- [УСЛОВИЕ ЗАДАНИЯ]: Перепишите без изменений отрывок из интервью о съемках независимого кино, начиная со слов «Никаких спонсоров то» и заканчивая словами «кинематографистов от киностудий?» включительно.

- [ТЕКСТ ДЛЯ ЧТЕНИЯ]:
%%

Таким образом вы хотели показать отношение к навязываемым идеологией образам или вам хотелось побыть дерзким кинематографистом?
Скорее первое. Ломать стереотипы и делать нечто непривычное всегда интересно.
По легенде, ваш фильм «Призраки белых ночей» считается последним фильмом СССР, он был показан за день до путча в 1991 году. Правда ли это?
Это было в начале июля 1991 года, в период белых ночей. Камеру и 16-мм пленку я взял в Лентелефильме. Мы вышли с профессиональной камерой на улицу и решили снять импровизацию. На телевидении стояла проявочная машина «Дебри», которая занимала целую комнату. Там в середине августа проявили и посмотрели пленку. А 19 августа я ушел в отпуск, и в первый же день мне с работы звонит приятель, тоже оператор, который там как раз снимался (самый высокий с бородой и усами), и говорит: «Включи-ка радио». И я услышал то же самое, что слышал герой в «Ночах полнолуния-2».
Трилогия «Ночи полнолуния» создавалась несколько лет. Это было связано с высокой стоимостью и трудоемкостью этого процесса?
Фильм «КлоунАда» и все первые короткометражные фильмы я снял на Крансогорск-3, камеру с ручным приводом, который надо было заводить каждые 20–25 секунд. Она стоила 530 рублей, в то время это равнялось четырем зарплатам инженера. Рулон цветной 16-мм пленки длиной 30 метров, которого хватало на две с половиной минуты, стоил 6 рублей. Это была стоимость месячного проездного билета. Проявка стоила 3,5 рублей. То есть купить и проявить цветную пленку стоило десять советских рублей.
Но тогда я уже работал оператором, и появились другие варианты. Телевидение все реже использовало 16-мм кинопленку, на которую ранее снимали все репортажи. Постепенно все стали переходить на видео, и была возможность купить пленку с рук подешевле.
Кто-то находил средства на кооперативное кино, но часто это были чуть ли не полукриминальные дела, так что это точно был не мой вариант.
На создание фильма и его оцифровку уходило много средств. А были ли какие-то случаи финансирования со стороны?
Никаких спонсоров то время у меня, конечно, не было. До настоящего дня я все делаю на свои деньги. В начале 1990-х были некоторые варианты, например, я снял несколько клипов, в том числе клип «Сумасшедший город» для группы «Надувной пистолет». Еще снял какую-то телерекламу, которая потом вошла в третью часть «Ночей полнолуния».
А была ли вообще в 1990-х возможность финансовой поддержки для независимых кинематографистов от киностудий?

%%

- [ЗАПИСИ НАБОРА ДАННЫХ]:
%%

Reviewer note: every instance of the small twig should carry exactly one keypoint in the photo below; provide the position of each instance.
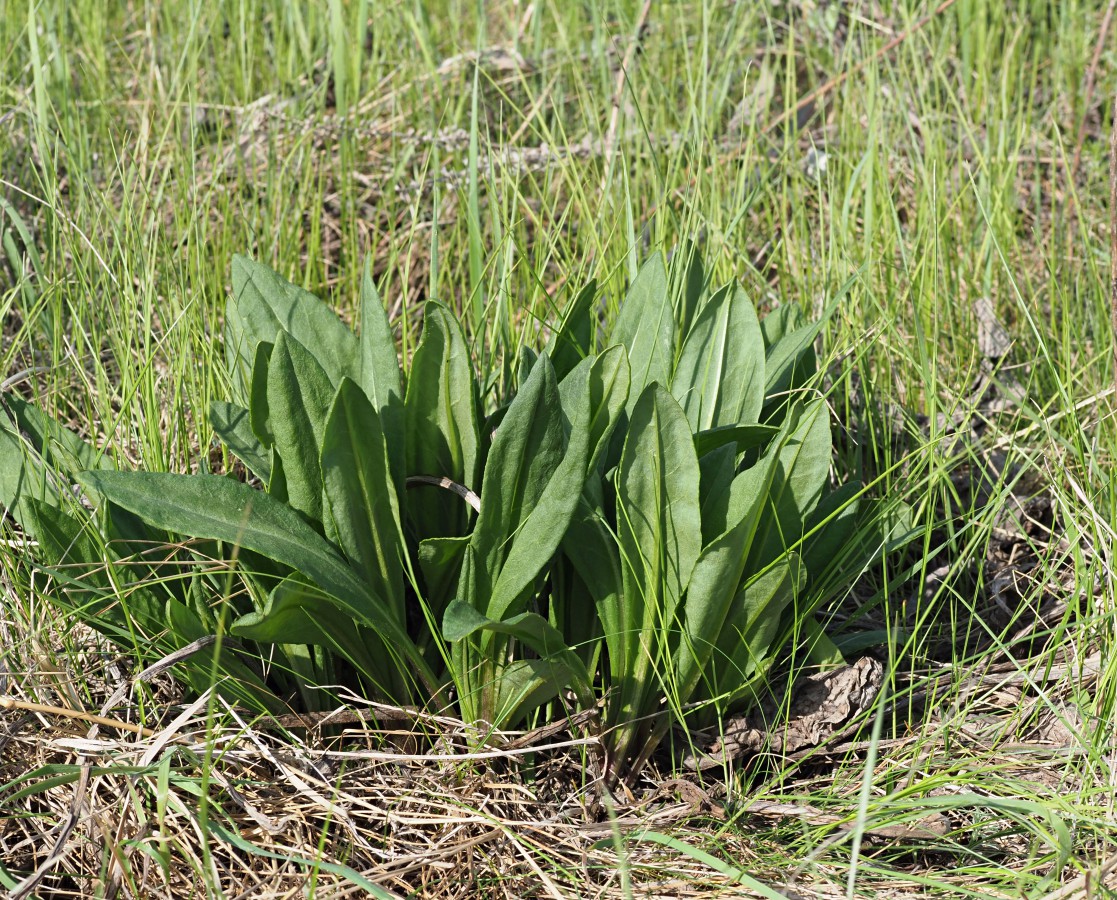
(610, 145)
(9, 702)
(461, 490)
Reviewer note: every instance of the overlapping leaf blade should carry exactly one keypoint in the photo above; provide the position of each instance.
(441, 421)
(645, 326)
(719, 379)
(299, 395)
(267, 305)
(360, 495)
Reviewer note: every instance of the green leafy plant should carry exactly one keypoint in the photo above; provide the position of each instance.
(650, 518)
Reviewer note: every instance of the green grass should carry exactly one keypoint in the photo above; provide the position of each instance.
(143, 144)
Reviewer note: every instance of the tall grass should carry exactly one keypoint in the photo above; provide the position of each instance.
(142, 144)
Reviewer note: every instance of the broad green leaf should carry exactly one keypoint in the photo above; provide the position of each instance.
(380, 371)
(573, 340)
(360, 495)
(523, 514)
(440, 563)
(526, 449)
(296, 612)
(299, 394)
(659, 530)
(222, 509)
(746, 644)
(462, 620)
(709, 596)
(719, 379)
(742, 437)
(802, 463)
(688, 285)
(232, 423)
(717, 471)
(790, 362)
(259, 415)
(76, 564)
(441, 415)
(58, 446)
(659, 523)
(646, 328)
(268, 305)
(605, 379)
(832, 523)
(22, 476)
(782, 321)
(592, 549)
(524, 685)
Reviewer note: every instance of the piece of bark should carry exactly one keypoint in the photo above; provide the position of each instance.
(823, 705)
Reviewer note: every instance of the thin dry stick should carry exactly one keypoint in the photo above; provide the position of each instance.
(838, 79)
(641, 22)
(1091, 73)
(1113, 235)
(9, 702)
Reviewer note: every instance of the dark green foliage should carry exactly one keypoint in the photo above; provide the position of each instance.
(655, 520)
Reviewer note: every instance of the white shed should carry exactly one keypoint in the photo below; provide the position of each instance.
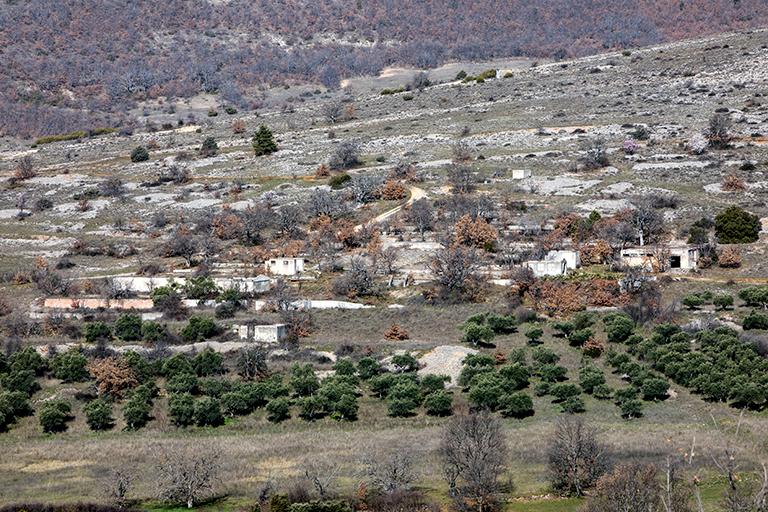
(285, 266)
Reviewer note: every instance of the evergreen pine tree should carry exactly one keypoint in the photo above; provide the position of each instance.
(263, 141)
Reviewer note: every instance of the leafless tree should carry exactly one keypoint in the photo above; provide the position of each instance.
(742, 494)
(473, 450)
(281, 296)
(462, 179)
(117, 484)
(289, 220)
(252, 362)
(629, 488)
(461, 152)
(182, 243)
(576, 459)
(323, 478)
(333, 111)
(366, 188)
(345, 155)
(647, 221)
(454, 266)
(421, 215)
(356, 281)
(719, 131)
(186, 474)
(391, 473)
(386, 260)
(112, 186)
(25, 169)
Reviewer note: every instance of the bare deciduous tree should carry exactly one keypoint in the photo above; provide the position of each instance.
(392, 473)
(576, 459)
(474, 456)
(117, 484)
(462, 179)
(186, 474)
(421, 215)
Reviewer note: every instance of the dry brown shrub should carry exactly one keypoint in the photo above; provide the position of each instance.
(593, 348)
(238, 126)
(393, 191)
(228, 225)
(113, 375)
(396, 332)
(596, 252)
(729, 257)
(475, 232)
(733, 183)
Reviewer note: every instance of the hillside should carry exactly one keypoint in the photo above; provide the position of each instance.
(132, 246)
(76, 65)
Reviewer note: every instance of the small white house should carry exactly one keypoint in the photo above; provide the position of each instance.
(659, 258)
(261, 333)
(285, 266)
(555, 263)
(521, 174)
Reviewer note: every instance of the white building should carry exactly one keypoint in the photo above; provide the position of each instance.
(658, 258)
(521, 174)
(555, 263)
(285, 266)
(261, 333)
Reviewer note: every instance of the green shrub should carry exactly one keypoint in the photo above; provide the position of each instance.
(208, 362)
(139, 154)
(263, 141)
(98, 414)
(236, 403)
(96, 331)
(439, 403)
(552, 373)
(47, 139)
(153, 332)
(303, 379)
(54, 415)
(572, 405)
(516, 405)
(654, 389)
(208, 412)
(564, 391)
(631, 409)
(755, 296)
(755, 320)
(199, 328)
(22, 381)
(735, 225)
(403, 398)
(602, 392)
(176, 364)
(278, 409)
(338, 181)
(534, 335)
(128, 327)
(591, 377)
(182, 383)
(368, 367)
(137, 412)
(181, 408)
(70, 366)
(723, 301)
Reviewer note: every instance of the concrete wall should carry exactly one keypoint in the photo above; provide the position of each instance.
(520, 174)
(145, 285)
(261, 333)
(285, 266)
(547, 267)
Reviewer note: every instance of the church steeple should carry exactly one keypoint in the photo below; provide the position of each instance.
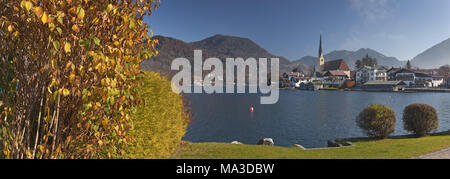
(320, 58)
(320, 46)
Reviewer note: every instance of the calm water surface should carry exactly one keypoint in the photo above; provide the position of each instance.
(308, 118)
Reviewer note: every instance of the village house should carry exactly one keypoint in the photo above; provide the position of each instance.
(407, 76)
(391, 73)
(419, 78)
(334, 77)
(368, 73)
(336, 66)
(384, 86)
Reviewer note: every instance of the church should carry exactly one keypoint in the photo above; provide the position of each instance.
(331, 72)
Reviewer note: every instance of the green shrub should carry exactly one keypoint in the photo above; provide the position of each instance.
(160, 123)
(377, 120)
(420, 119)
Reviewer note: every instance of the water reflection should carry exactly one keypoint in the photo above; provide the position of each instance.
(300, 117)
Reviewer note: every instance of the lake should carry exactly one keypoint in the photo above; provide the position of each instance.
(308, 118)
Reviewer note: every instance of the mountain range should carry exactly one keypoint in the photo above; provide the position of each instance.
(223, 47)
(434, 57)
(219, 46)
(351, 57)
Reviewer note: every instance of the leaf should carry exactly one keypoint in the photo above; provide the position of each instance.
(28, 5)
(66, 92)
(67, 47)
(75, 28)
(44, 18)
(96, 41)
(38, 11)
(109, 8)
(81, 12)
(60, 20)
(59, 30)
(131, 24)
(56, 45)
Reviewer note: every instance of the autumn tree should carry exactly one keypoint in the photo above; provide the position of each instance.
(444, 70)
(366, 61)
(68, 72)
(408, 65)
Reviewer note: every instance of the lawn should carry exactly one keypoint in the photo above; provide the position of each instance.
(392, 148)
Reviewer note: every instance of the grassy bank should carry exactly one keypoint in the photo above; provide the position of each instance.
(160, 123)
(392, 148)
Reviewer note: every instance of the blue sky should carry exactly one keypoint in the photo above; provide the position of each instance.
(291, 28)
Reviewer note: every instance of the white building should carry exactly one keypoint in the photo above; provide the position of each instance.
(367, 73)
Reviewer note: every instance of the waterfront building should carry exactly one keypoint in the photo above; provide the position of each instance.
(407, 76)
(368, 73)
(384, 86)
(334, 78)
(391, 73)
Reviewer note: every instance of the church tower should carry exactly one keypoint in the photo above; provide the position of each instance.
(321, 58)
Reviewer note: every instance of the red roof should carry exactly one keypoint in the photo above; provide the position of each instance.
(335, 73)
(336, 65)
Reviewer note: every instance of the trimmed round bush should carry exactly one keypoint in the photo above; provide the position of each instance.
(420, 119)
(160, 123)
(377, 121)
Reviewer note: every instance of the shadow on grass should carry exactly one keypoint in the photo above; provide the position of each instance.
(409, 136)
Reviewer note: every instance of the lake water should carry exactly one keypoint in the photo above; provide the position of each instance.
(308, 118)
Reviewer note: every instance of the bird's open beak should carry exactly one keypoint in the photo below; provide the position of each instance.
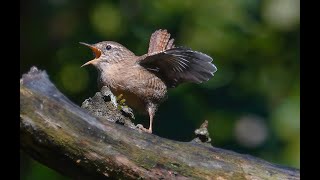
(96, 52)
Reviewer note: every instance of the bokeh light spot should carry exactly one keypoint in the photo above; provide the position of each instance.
(106, 20)
(283, 15)
(251, 131)
(74, 79)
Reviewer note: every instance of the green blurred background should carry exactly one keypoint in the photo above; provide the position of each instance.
(253, 101)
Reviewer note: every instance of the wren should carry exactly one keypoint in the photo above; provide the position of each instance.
(143, 81)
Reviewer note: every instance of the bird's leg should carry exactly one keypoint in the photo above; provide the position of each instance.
(117, 101)
(121, 105)
(151, 111)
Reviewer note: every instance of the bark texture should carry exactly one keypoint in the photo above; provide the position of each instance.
(78, 144)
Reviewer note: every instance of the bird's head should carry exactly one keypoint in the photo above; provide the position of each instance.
(107, 52)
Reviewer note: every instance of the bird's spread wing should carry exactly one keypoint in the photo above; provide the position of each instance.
(178, 65)
(160, 41)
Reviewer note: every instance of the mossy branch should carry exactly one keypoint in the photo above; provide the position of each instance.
(65, 137)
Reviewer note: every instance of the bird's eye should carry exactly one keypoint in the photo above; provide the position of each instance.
(108, 47)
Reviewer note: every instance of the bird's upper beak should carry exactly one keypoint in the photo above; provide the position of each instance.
(96, 52)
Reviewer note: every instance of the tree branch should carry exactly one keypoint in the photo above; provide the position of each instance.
(65, 137)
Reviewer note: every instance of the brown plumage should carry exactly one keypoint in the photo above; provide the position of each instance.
(144, 80)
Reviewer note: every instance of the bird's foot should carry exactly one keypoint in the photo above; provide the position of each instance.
(121, 105)
(140, 127)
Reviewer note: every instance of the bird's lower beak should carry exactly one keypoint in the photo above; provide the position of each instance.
(96, 52)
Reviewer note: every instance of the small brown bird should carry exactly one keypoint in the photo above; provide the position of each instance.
(144, 80)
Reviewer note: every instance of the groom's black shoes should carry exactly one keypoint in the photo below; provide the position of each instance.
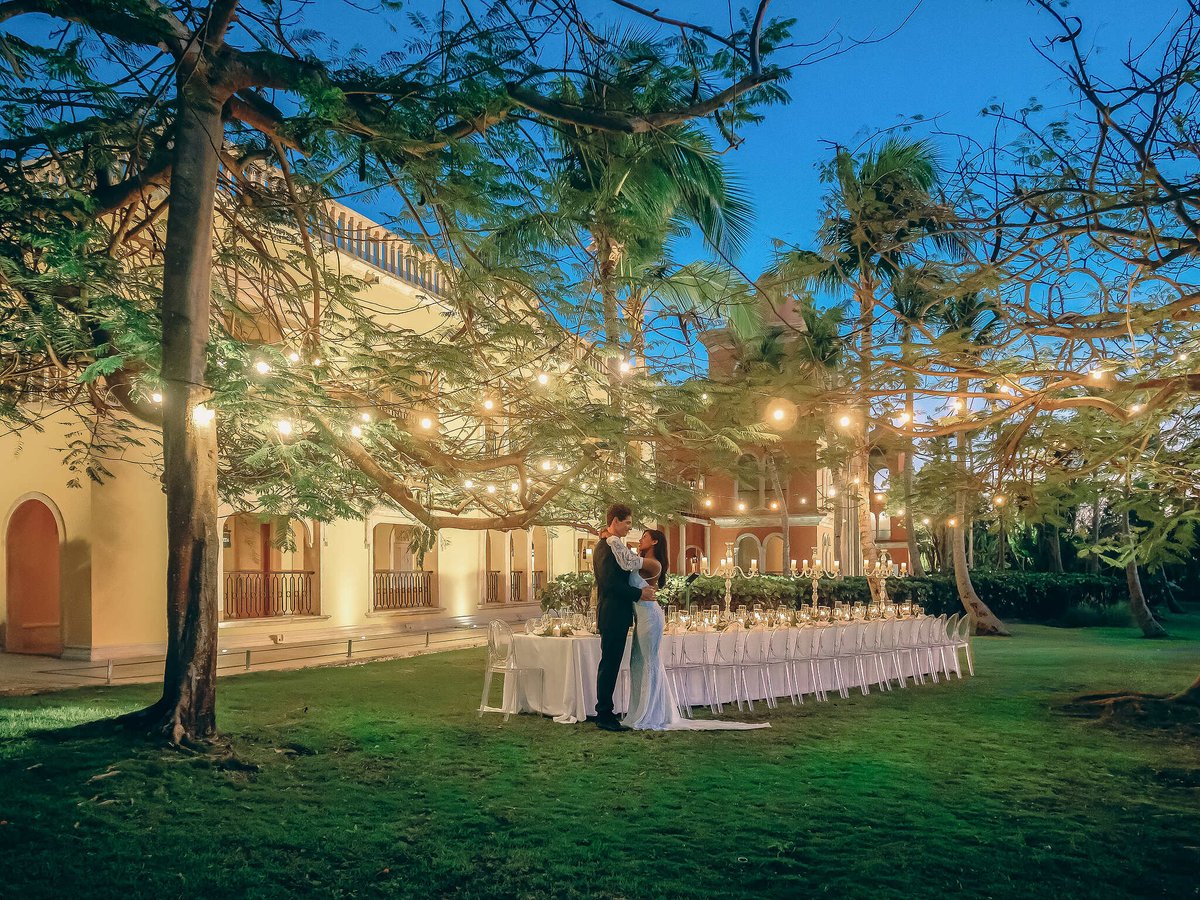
(611, 724)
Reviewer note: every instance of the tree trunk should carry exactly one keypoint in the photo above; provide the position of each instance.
(1054, 541)
(784, 513)
(187, 708)
(1141, 613)
(1192, 695)
(984, 619)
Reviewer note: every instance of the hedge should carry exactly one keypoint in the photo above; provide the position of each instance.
(1033, 597)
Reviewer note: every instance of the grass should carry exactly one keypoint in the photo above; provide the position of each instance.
(379, 780)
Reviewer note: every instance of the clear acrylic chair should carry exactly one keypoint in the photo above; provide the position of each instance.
(961, 640)
(779, 655)
(946, 647)
(828, 648)
(756, 661)
(727, 658)
(678, 669)
(805, 653)
(501, 661)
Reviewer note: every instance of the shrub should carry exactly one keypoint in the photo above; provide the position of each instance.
(573, 591)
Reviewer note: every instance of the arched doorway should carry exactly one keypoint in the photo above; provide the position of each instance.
(35, 605)
(747, 552)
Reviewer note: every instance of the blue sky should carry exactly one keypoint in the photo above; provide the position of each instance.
(945, 63)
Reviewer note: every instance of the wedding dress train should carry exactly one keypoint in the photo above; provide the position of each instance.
(652, 701)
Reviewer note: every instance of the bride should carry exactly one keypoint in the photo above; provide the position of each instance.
(652, 701)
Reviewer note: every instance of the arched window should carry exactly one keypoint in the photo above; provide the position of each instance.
(749, 474)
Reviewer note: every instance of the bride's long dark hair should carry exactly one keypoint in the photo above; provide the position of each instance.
(659, 551)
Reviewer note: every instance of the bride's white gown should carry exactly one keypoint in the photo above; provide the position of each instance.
(652, 702)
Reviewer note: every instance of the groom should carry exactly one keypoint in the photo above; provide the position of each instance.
(615, 612)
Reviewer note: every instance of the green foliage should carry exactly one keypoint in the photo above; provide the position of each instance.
(570, 591)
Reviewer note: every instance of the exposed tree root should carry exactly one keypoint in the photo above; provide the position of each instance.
(1139, 711)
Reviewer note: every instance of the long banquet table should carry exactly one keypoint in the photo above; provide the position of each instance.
(568, 688)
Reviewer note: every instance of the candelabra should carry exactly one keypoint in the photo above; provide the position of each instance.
(816, 571)
(727, 569)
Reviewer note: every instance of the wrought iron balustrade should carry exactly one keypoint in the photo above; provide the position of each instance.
(402, 589)
(257, 595)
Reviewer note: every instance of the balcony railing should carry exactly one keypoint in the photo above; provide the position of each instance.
(257, 595)
(492, 588)
(395, 589)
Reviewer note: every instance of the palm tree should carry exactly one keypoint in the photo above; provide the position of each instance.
(967, 322)
(881, 210)
(631, 193)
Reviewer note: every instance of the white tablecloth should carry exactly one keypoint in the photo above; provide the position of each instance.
(567, 689)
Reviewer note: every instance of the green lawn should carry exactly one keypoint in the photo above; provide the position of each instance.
(379, 780)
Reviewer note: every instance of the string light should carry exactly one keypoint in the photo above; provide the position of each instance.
(202, 415)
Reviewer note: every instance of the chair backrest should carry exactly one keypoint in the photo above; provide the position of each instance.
(964, 634)
(757, 645)
(499, 642)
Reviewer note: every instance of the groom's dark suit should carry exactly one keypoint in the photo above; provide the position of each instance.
(615, 615)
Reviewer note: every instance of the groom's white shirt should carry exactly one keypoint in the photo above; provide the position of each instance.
(628, 559)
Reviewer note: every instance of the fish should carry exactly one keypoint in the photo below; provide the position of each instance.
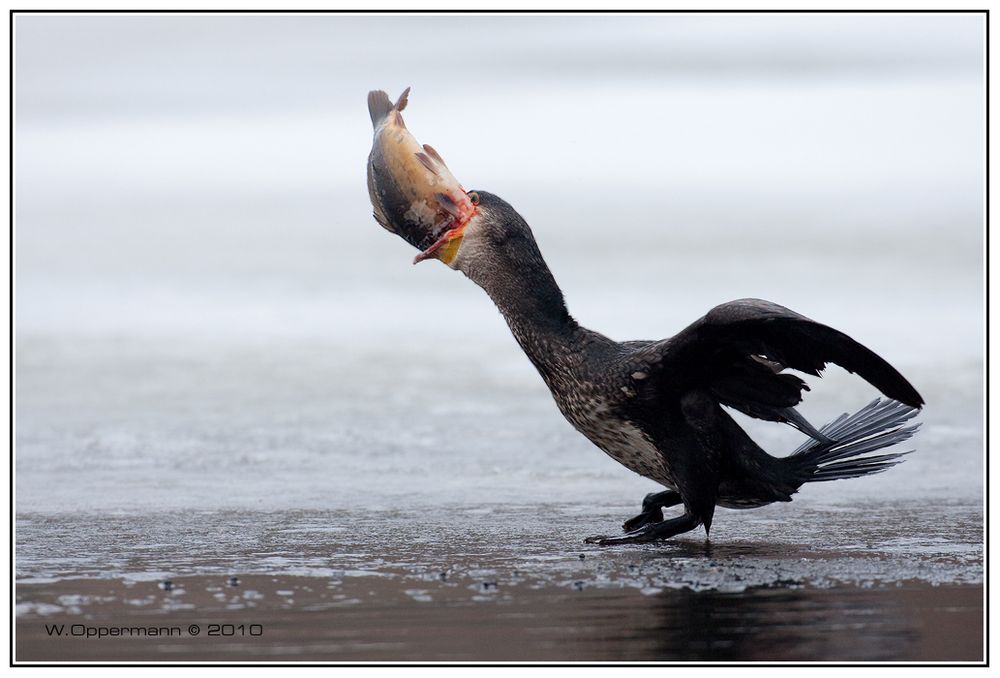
(413, 193)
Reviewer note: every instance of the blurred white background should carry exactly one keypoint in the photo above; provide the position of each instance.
(207, 313)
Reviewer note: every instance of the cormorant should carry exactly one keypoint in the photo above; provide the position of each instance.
(654, 406)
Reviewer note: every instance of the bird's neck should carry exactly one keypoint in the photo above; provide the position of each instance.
(532, 304)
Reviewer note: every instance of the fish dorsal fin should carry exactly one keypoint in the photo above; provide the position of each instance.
(379, 105)
(402, 100)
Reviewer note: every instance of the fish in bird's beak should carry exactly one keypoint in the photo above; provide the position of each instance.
(413, 193)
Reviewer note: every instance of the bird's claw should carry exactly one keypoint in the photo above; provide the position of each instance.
(635, 537)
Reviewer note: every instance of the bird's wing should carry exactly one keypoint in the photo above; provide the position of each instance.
(738, 349)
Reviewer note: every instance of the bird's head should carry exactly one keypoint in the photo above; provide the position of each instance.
(495, 239)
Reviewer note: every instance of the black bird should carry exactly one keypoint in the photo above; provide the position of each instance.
(654, 406)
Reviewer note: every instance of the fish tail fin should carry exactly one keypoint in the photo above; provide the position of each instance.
(380, 106)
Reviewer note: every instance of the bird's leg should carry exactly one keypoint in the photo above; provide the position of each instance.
(664, 529)
(652, 509)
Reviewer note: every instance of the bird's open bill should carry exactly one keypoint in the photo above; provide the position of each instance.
(413, 193)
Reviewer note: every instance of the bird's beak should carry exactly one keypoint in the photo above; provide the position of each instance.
(445, 249)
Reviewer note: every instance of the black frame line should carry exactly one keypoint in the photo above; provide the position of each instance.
(417, 12)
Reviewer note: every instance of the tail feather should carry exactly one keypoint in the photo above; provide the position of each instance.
(878, 425)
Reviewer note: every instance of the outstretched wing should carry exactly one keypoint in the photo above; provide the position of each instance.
(739, 349)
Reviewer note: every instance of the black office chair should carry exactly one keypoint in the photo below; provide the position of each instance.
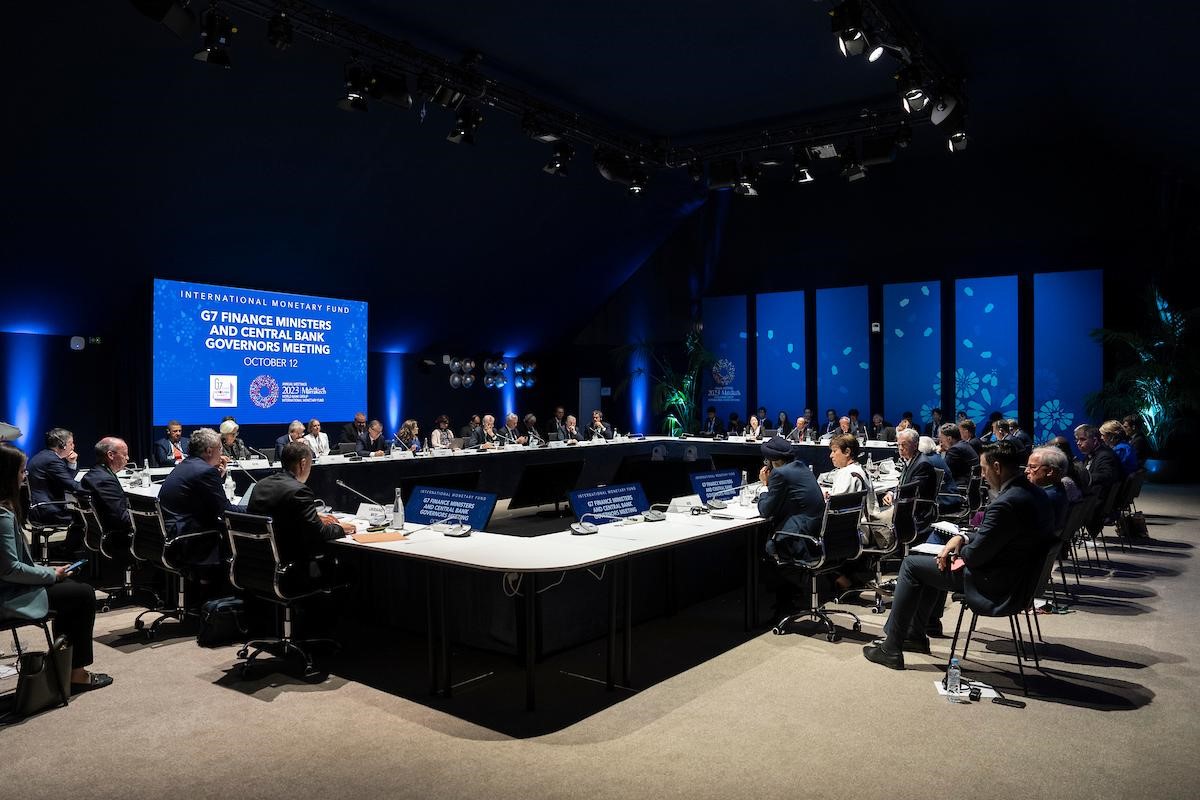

%%

- [ОТВЕТ К ЗАДАНИЮ]:
Никаких спонсоров то время у меня, конечно, не было. До настоящего дня я все делаю на свои деньги. В начале 1990-х были некоторые варианты, например, я снял несколько клипов, в том числе клип «Сумасшедший город» для группы «Надувной пистолет». Еще снял какую-то телерекламу, которая потом вошла в третью часть «Ночей полнолуния».
А была ли вообще в 1990-х возможность финансовой поддержки для независимых кинематографистов от киностудий?